- COMPITO A
Elenca tutti i verbi al passato remoto di prima persona plurale che compaiono nel brano sul leone.
- COMPITO B
Scrivi il seguito del brano sul leone, ripartendo subito dopo l'ultima frase.

╭─ BRANO SCELTO

Quel tratto di terreno era inoltre circondato da una fitta catena di cespugli, ed offriva in certo modo un riparo contro i soliti inconvenienti. Disponemmo in giro parecchi fuochi; poi, scaricati i camelli, ci sdraiammo sulle nostre coperte.
Ben presto però il nostro riposo fu interrotto dai ruggiti d’un leone, che andavano sempre più avvicinandosi e venivano ripetuti dall’eco nelle circostanti colline. Ci alzammo sui gomiti e stemmo in ascolto. Il primo a scorgere la fiera si fu Olda-Gabriel che se la vide comparire colla testa fuori d’un cespuglio, a circa sessanta passi dal proprio giaciglio. Era una bestia di enorme grandezza, fornita di stupenda criniera, e che, dimenando la coda formidabile, schiantava gli arbusti, spezzava i rami che cadevano poscia a’ suoi piedi, come se mozzi da una scure.
L’intrepido giovane aveva chiesto il permesso al sig. Stella di scaricargli contro il suo fucile; ma questi glielo proibì, osservandogli che, fallendo il colpo, lo avremmo avuto a ridosso e qualcheduno di noi l’avrebbe finita fra le sue sanne.
Ricordavasi il sig. Stella che, precisamente in quei dintorni, dovevano esistere due vecchi leoni, di stabile dimora, che si dilettavano di carne umana, e che avidamente e destramente ne ricercavano, per averne più d’una volta assaggiata. Ci consigliò peraltro a tenerci pronti col fucile nel caso si rendesse indispensabile una scarica generale.

╰─
╭─ DATI FORNITI

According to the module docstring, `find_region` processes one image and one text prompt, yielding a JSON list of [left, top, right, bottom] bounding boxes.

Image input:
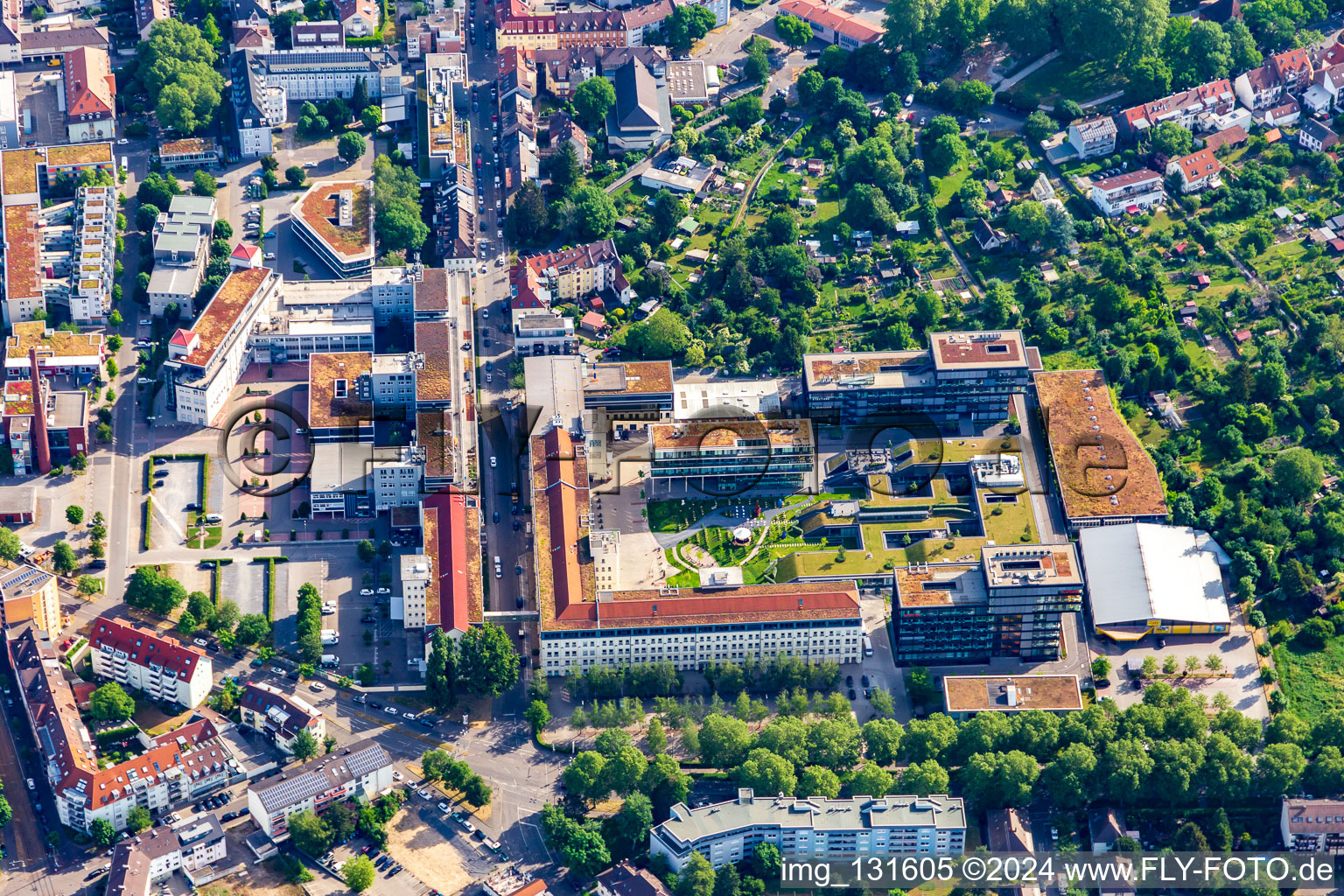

╰─

- RISPOSTA ATTESA A
Disponemmo, ci sdraiammo, ci alzammo, stemmo

- RISPOSTA ATTESA B
Olda-Gabriel non poteva più contenersi; aveva addosso la febbre per non poter misurarsi colla fiera, e siccome n’era egli più vicino che tutti gli altri, così se ne stava sì attento ch’era una maraviglia a vederlo. Gl’Indigeni frattanto alimentavano i fuochi e gettavano di tratto in tratto alcune bragie nella direzione del leone, per intimorirlo. La manovra otteneva in parte il suo intento, avvegnacchè questi si ritirasse per qualche tempo e ricomparso, se ne ritornasse nuovamente senza pensare ad attaccarci.
Non ebbimo riposo in tutta la notte; e a quanto mi pareva, l’eccessiva prudenza del sig. Stella n’era stato il principale motivo. Se io avessi comandato, avrei permesso ad Olda-Gabriel di scaricargli contro il fucile; d’altra parte però ogni consiglio del nostro capo veniva accettato siccome buono, e nessuno si sarebbe sognato di agire in opposizione ai suoi voleri.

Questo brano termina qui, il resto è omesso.